### Short problem 1
According to the excerpt on a boss's departure, to what state did Michael Scott move, and why?
### Short problem 2
Write the next part of the excerpt on a boss's departure, picking up after its final sentence.

### Excerpted text
··········

For those of you who are fans of NBC's "The Office," you know that Michael Scott, aka the "World's Best Boss," departed at the end of last season and moved with his fiancée to Colorado to be near her parents. There was much speculation about who would replace him and if that person could ever truly fill the much-loved boss man's shoes.
This season, "The Office" followers found out that Andy Bernard -- the preppy, overeager salesman who often spontaneously breaks out into song -- had been appointed the new Big Cheese. As Andy steps up to the plate, he's faced with a variety of obstacles: How can he get his former peers to respect him and listen? How should he handle those in his company who are miffed they didn't get the promotion? 

This situation is common in the real-world workplace. These days, you'll be hard-pressed to find someone who has worked at only one company in her lifetime. There are a variety of reasons why someone may depart. Like Michael Scott, it could be due to a big move; other reasons include being laid off, finding a better opportunity or just being unhappy. Whatever the reason, it usually has a big impact on the boss's team. 

So what should you do if your boss says goodbye? Here are some tips to help you navigate through these often muddy workplace waters.

··········

### Source data
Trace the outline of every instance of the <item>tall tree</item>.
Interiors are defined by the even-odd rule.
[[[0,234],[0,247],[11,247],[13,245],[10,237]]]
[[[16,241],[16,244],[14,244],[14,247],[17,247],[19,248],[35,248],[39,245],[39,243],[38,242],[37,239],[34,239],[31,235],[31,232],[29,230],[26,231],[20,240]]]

··········

### Written response 1
He moved to Colorado with his fiancée to be near her parents.

### Written response 2
Be supportive and stay connected
Deciding to leave a job is never easy, even for the boss, so be supportive and encouraging. Try to avoid participating in water-cooler gossip or secretive speculation about why she's leaving. Lynne Sarikas, director of the College of Business Administration's career center at Northeastern University in Boston, suggests thanking your boss for her support and letting her know you've appreciated all she's taught you -- even if you didn't always get along. "Regardless of any issues you may have had, stay positive," Sarikas says. "Ask if you can stay connected. This is someone you may need as a reference one day."

Get to the root of the departure
If your boss announces he's leaving for another opportunity, it's worth asking yourself why. Was it a personal decision, or was it because he suspects, or knows, the company isn't doing well? Was he unhappy in the role or disgruntled with his boss? Was it by choice or was he forced out? Mary Hladio, founder and president of organizational performance consultancy Ember Carriers Leadership Group, recommends conducting such an investigation, especially if you are vying to take over the vacant spot. "If the sudden lack of leadership is also accompanied by staff cutbacks, tighter budgets and shrinking sales, these are definite danger signs that you should not ignore."

Look for leadership opportunities
When the boss leaves, it's often by surprise, and there isn't always a succession strategy in place. While the transition can be a burden on those left to pick up the slack, use it as an opportunity to step up and demonstrate leadership -- regardless of whether or not you hope to become the boss. Offer to take over some of the work, meet with your boss's boss to strategize about ways to restructure the team, and use this time to prove that you have what it takes to lead in times of uncertainty.
If you are hoping to be promoted into the boss's position, don't hesitate to express your interest in taking on the role. If you have a good relationship with the departing boss, consider asking him before he leaves to recommend you for the position.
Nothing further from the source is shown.